• Request:
Render the material below as a numbered list with one line per item, dropping any blank lines.

[Position annotation records]
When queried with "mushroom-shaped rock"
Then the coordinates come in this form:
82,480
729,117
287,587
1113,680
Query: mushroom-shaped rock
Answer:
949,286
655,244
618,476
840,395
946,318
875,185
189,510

• Result below:
1. When queried with "mushroom-shaped rock"
2. Then the coordinates come in this form:
3. 82,480
4. 729,117
5. 287,587
6. 1113,680
7. Query: mushroom-shaped rock
8. Answer:
9. 949,286
10. 655,244
11. 618,476
12. 840,395
13. 946,318
14. 875,185
15. 189,510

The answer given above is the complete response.